- DOCUMENT EXCERPT
#####
In two or three days these spots undergo a marked change. They are no longer elevated, become darker, dingier, and rather more defined: and now they fade only without disappearing, on pressure. From this condition the spots in most instances, grow paler, pass into faintly marked reddish-brown stains, and finally disappear. Sometimes a third stage is reached. The centres of the spots take a dark purple colour, and remain unaltered by pressure, although their outer edges fade; or the entire spots change into true petechias, that is, into spots of a deep crimson or purple colour, quite flat, with a well-defined margin and unaffected by pressure. The spots occur most frequently on the back, at the bend of the elbow and in the groin; now and then they are seen on the face. Each spot remains visible till the whole rash disappears. To this rule there is one exception. The eruption sometimes shows itself first on the backs of the hands, and leaves those parts within twenty-four hours. When numerous, the spots have not all the same depth of colour; some being paler than others; hence the surface has a mottled look.
On account of the eruption, the disease has frequently been called the spotted fever.
#####
- WHAT YOU SHOULD DO
Write out the passage on the spotted-fever rash word for word, in full.

[Dataset items]
#####
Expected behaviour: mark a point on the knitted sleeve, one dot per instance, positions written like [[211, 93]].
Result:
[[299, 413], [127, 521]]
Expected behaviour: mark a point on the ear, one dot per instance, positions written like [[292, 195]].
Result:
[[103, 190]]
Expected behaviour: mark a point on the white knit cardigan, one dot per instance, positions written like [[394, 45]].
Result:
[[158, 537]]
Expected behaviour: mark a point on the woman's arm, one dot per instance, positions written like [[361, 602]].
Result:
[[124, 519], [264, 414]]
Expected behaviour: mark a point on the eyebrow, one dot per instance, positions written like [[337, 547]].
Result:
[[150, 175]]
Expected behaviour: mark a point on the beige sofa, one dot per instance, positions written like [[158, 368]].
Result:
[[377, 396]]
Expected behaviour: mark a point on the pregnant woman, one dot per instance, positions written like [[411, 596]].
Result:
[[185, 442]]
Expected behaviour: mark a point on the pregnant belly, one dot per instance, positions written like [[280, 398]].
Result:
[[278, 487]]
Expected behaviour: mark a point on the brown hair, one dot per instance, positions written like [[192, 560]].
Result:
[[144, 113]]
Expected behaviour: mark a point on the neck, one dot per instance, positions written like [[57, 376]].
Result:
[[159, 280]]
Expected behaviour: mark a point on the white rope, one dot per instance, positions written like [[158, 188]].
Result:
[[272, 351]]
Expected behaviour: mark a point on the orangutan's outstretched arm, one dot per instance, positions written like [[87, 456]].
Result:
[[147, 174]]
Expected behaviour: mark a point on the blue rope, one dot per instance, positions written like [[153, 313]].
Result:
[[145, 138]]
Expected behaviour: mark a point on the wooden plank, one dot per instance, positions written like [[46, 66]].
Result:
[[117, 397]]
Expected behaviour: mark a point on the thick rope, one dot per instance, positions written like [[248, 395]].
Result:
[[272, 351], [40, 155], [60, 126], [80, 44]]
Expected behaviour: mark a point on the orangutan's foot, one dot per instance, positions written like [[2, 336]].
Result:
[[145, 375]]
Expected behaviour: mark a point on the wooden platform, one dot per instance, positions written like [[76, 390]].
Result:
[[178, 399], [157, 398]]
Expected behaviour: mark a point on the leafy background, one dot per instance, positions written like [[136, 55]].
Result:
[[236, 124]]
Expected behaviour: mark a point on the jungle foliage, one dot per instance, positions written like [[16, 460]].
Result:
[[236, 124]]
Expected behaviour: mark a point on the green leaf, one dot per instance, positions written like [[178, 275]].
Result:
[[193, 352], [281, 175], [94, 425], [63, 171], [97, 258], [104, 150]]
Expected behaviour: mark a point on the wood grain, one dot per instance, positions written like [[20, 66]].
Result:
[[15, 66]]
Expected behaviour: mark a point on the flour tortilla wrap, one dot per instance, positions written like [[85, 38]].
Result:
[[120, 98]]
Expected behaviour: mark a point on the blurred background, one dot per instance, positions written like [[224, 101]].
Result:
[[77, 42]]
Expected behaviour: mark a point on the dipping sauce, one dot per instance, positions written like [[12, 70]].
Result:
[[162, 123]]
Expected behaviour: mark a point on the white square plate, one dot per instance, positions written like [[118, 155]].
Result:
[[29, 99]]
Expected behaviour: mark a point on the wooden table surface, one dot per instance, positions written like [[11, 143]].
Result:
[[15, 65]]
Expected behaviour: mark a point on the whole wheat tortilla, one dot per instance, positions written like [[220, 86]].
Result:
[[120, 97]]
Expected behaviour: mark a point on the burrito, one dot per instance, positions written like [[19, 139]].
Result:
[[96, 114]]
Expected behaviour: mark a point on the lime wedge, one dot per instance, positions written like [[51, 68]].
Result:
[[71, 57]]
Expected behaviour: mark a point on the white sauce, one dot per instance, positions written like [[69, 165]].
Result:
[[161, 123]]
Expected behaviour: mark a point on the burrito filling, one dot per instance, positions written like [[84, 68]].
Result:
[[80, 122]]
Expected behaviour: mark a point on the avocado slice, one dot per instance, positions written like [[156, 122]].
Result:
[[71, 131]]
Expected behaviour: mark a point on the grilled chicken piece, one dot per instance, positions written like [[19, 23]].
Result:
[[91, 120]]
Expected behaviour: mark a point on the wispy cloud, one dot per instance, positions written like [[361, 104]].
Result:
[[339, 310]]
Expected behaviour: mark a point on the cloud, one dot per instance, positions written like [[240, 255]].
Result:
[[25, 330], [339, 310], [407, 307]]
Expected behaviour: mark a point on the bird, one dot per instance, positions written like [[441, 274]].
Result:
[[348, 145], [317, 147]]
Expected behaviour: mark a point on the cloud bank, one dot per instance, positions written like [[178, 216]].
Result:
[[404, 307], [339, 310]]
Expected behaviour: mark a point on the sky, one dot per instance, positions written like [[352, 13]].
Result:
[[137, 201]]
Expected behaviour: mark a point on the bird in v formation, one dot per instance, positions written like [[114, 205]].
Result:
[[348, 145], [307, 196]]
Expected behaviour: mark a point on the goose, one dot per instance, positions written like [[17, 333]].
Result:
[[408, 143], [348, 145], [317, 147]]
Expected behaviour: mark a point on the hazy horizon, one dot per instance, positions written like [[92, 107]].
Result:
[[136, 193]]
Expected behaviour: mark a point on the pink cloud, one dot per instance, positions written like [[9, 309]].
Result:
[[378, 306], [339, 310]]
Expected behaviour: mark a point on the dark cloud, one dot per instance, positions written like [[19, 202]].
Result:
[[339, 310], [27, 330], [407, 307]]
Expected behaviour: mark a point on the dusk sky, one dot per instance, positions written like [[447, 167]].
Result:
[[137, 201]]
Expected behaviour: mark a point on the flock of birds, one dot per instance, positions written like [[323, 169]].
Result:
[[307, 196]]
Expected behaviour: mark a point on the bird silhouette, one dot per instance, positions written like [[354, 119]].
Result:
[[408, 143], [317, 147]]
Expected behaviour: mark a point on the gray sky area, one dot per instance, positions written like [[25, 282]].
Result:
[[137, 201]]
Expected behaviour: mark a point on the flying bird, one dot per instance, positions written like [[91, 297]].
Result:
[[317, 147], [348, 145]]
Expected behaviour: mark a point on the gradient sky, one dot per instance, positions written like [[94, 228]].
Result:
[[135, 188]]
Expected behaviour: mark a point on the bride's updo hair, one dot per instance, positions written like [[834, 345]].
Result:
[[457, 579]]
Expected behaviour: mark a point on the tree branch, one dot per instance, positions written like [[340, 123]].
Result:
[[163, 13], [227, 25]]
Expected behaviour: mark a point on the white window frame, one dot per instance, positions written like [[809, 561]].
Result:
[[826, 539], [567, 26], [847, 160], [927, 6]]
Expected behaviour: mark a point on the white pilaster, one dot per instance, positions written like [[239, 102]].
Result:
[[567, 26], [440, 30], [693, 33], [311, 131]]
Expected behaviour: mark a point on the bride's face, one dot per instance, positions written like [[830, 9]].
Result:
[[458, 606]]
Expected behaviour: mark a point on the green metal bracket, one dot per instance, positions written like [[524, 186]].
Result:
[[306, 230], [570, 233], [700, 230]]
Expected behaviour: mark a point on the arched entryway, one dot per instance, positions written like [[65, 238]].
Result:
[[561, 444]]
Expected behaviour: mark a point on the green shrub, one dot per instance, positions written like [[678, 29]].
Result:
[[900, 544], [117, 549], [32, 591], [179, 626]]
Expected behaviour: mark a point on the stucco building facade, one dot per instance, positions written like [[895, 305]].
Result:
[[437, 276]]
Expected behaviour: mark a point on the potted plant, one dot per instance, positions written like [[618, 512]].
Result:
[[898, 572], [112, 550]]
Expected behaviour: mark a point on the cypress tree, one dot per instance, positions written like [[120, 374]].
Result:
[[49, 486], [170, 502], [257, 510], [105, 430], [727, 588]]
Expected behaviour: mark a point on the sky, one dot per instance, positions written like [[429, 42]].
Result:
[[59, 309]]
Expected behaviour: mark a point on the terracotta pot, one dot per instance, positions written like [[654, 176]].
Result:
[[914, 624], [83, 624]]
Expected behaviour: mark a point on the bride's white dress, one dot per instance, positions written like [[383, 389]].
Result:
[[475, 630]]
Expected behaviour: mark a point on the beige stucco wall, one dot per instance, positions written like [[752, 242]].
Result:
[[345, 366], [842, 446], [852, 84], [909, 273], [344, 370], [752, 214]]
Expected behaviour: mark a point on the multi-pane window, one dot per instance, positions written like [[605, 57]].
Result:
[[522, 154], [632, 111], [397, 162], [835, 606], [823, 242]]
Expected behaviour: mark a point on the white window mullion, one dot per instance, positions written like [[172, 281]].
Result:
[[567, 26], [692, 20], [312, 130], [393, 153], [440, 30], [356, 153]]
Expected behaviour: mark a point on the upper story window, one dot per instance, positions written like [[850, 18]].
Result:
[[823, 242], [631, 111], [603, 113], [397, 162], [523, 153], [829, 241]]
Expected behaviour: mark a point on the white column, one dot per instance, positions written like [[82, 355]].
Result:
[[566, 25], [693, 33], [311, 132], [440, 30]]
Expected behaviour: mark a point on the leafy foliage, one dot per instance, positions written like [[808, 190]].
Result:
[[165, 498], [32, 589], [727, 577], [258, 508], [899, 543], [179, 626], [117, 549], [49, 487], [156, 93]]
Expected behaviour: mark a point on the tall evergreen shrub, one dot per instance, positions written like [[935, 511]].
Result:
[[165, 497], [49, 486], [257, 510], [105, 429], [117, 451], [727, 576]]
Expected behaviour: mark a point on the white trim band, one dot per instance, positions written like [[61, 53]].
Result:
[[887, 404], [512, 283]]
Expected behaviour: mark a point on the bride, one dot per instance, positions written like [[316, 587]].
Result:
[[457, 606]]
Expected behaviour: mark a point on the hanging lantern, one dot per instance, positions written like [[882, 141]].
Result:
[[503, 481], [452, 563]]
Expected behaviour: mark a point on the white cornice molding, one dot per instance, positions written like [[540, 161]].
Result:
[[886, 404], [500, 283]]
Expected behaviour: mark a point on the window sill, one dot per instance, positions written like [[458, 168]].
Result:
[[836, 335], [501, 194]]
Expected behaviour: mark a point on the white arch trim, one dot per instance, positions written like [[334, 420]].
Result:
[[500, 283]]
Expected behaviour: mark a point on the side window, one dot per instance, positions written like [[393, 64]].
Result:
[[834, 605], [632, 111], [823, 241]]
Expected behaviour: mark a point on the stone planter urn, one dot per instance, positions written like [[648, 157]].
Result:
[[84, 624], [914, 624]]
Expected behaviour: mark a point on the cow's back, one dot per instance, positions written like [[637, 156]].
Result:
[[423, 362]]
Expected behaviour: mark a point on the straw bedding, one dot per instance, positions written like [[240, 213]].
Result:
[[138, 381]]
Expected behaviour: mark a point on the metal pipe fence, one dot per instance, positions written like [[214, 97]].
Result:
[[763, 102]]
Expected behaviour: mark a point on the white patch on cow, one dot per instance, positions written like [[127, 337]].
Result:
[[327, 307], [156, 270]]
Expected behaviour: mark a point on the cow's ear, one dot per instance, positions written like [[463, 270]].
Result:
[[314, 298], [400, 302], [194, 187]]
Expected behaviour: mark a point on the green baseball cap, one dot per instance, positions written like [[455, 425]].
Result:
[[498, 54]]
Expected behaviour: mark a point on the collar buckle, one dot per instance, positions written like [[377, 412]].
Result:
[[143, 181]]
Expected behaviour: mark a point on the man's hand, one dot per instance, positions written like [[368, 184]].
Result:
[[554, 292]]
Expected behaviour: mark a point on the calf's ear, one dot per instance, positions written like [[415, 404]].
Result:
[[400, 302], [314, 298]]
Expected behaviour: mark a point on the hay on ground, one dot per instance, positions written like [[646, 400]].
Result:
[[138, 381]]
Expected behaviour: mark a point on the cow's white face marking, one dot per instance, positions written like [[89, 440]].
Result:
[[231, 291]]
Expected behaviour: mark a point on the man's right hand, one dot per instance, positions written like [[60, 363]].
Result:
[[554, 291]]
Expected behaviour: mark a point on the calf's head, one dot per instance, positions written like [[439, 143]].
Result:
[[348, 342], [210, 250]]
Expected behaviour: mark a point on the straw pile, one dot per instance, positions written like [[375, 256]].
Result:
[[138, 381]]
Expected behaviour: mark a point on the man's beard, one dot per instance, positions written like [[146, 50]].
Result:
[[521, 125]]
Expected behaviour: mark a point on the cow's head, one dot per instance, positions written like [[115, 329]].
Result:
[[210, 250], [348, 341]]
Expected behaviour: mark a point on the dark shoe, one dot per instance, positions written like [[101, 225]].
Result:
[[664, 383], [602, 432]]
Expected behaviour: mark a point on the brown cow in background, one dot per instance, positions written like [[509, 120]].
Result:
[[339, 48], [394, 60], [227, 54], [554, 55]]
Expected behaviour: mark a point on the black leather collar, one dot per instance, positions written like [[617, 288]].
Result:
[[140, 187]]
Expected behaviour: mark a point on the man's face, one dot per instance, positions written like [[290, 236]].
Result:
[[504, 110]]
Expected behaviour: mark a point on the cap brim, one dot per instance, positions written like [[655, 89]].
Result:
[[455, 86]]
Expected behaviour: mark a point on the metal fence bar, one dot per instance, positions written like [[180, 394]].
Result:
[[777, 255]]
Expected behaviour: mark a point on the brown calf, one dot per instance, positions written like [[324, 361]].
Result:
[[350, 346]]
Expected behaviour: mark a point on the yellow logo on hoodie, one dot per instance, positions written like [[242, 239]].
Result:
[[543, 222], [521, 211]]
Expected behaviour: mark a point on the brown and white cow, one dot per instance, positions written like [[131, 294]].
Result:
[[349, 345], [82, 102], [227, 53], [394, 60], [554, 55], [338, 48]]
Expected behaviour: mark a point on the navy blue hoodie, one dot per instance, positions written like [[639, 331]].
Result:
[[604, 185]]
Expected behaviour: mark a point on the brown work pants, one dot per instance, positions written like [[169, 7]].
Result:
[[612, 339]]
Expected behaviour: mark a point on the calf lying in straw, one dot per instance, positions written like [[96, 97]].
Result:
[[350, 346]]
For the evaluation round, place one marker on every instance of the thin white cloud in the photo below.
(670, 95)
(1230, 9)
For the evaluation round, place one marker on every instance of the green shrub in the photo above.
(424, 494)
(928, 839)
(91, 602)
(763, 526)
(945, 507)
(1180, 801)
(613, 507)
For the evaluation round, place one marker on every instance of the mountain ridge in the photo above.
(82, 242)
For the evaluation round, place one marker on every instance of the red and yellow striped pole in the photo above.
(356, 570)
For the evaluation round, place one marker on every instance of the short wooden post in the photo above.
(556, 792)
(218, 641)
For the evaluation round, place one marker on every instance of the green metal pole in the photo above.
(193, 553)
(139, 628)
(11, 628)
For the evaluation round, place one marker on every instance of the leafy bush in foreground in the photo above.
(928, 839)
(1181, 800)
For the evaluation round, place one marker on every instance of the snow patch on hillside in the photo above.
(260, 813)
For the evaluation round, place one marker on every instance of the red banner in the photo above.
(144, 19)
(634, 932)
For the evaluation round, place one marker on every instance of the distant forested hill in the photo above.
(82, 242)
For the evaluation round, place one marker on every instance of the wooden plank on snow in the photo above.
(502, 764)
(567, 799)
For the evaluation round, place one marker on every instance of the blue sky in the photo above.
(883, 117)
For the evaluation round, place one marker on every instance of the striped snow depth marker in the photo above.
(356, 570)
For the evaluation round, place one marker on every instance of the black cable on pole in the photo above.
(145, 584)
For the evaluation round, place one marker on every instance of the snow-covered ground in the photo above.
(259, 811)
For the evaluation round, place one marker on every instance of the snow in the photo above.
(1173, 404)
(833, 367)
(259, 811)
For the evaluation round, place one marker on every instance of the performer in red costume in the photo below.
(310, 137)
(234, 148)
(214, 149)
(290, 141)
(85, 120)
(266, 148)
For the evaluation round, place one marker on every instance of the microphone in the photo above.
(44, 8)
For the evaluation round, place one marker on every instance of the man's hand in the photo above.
#####
- ANSWER SPACE
In two or three days these spots undergo a marked change. They are no longer elevated, become darker, dingier, and rather more defined: and now they fade only without disappearing, on pressure. From this condition the spots in most instances, grow paler, pass into faintly marked reddish-brown stains, and finally disappear. Sometimes a third stage is reached. The centres of the spots take a dark purple colour, and remain unaltered by pressure, although their outer edges fade; or the entire spots change into true petechias, that is, into spots of a deep crimson or purple colour, quite flat, with a well-defined margin and unaffected by pressure. The spots occur most frequently on the back, at the bend of the elbow and in the groin; now and then they are seen on the face. Each spot remains visible till the whole rash disappears. To this rule there is one exception. The eruption sometimes shows itself first on the backs of the hands, and leaves those parts within twenty-four hours. When numerous, the spots have not all the same depth of colour; some being paler than others; hence the surface has a mottled look.
On account of the eruption, the disease has frequently been called the spotted fever.